Rewrite the records below from the line containing "of the white" through the end of the records, swapping "white cloud" for "cloud bank" and leaving everything else unchanged.

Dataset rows
______

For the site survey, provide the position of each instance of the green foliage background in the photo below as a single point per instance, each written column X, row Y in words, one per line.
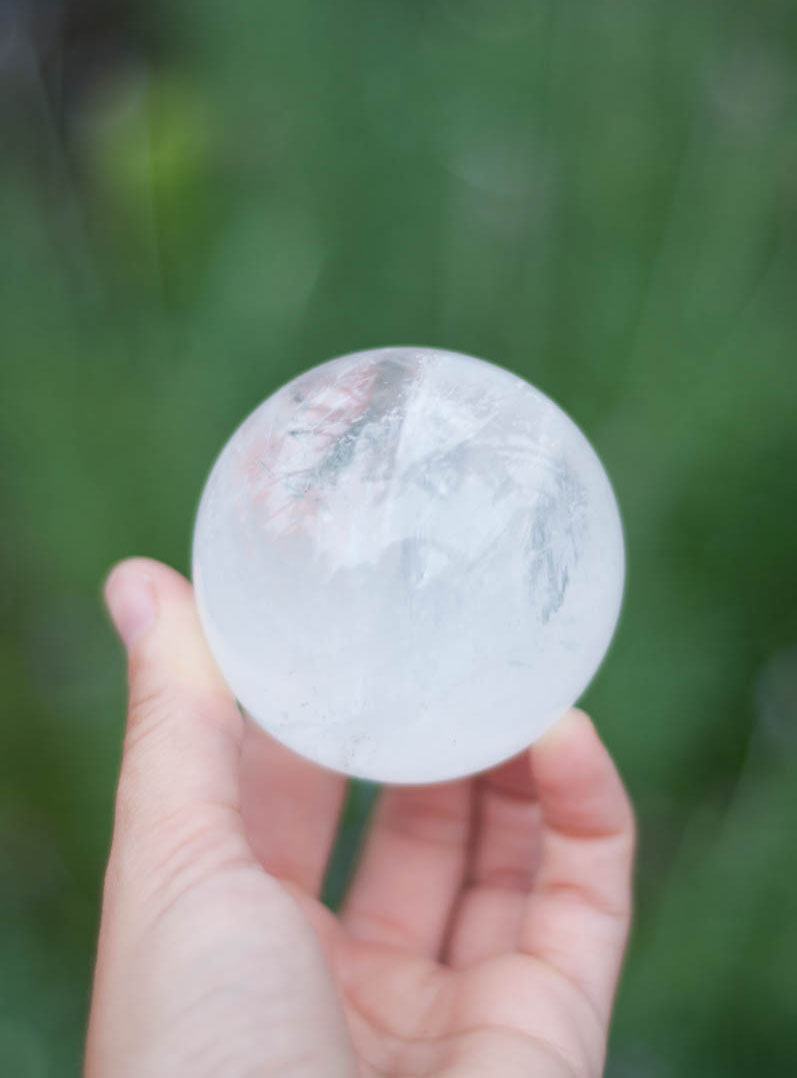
column 601, row 196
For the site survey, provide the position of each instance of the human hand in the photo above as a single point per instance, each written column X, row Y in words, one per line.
column 482, row 935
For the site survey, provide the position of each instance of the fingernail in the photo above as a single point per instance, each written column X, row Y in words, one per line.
column 131, row 602
column 564, row 726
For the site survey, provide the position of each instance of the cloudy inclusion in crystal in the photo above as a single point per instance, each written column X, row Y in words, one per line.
column 408, row 564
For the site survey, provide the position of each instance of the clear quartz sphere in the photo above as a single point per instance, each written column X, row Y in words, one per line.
column 408, row 564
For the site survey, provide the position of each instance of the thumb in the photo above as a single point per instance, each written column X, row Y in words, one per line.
column 178, row 788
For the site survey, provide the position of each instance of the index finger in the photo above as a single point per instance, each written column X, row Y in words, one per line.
column 578, row 913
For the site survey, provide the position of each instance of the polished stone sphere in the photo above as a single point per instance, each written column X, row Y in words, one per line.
column 408, row 564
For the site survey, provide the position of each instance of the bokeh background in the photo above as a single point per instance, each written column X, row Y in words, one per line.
column 198, row 199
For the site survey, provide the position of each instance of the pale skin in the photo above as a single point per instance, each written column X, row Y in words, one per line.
column 483, row 933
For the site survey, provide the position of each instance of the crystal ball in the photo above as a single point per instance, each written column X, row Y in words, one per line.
column 408, row 564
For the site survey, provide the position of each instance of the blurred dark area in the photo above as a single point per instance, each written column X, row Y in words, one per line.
column 200, row 199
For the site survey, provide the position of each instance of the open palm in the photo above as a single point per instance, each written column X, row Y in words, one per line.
column 482, row 935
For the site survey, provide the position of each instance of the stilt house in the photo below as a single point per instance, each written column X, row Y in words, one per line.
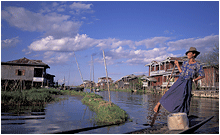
column 25, row 73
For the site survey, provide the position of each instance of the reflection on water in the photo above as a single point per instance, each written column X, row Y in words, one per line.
column 71, row 114
column 65, row 115
column 140, row 108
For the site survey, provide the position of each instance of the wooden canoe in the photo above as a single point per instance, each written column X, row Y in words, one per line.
column 162, row 128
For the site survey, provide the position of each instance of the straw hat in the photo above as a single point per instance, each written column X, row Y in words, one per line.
column 193, row 49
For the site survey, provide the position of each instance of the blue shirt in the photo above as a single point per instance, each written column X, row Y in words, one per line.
column 191, row 70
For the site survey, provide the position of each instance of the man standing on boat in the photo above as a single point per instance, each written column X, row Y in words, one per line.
column 178, row 97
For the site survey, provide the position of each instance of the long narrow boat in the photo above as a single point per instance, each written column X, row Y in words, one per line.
column 162, row 128
column 159, row 128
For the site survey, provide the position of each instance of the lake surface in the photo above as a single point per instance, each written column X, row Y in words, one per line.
column 70, row 114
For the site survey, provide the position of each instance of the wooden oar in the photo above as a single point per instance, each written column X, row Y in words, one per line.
column 155, row 115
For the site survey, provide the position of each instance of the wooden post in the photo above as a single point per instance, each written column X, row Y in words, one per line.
column 79, row 70
column 106, row 76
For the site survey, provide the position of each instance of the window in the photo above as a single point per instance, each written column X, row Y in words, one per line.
column 38, row 72
column 20, row 72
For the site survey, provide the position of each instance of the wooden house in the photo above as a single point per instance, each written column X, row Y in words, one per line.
column 102, row 82
column 127, row 82
column 161, row 71
column 25, row 73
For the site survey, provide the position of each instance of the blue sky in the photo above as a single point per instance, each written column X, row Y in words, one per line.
column 131, row 33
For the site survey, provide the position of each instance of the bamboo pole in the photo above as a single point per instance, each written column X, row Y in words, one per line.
column 106, row 76
column 79, row 69
column 91, row 75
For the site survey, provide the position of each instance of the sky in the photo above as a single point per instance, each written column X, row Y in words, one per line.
column 131, row 33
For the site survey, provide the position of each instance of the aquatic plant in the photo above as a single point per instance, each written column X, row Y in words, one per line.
column 106, row 112
column 28, row 97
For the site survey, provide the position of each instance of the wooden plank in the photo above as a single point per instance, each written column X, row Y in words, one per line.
column 195, row 127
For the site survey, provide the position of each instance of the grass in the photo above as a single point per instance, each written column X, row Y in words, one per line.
column 106, row 112
column 28, row 97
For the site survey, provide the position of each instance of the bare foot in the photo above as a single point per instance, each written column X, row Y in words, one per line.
column 156, row 108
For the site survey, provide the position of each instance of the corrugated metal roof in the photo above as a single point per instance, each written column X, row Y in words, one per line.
column 25, row 61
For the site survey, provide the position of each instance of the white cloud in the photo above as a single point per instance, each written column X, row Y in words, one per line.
column 54, row 24
column 78, row 5
column 9, row 42
column 201, row 44
column 121, row 51
column 66, row 44
column 152, row 42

______

Reply to the exercise =>
For the site survey, provide the position of each instance of the cloud bank in the photo above as a single point per instance, each written column X, row Y in words, one per line.
column 54, row 24
column 78, row 5
column 9, row 42
column 201, row 44
column 121, row 51
column 66, row 44
column 152, row 42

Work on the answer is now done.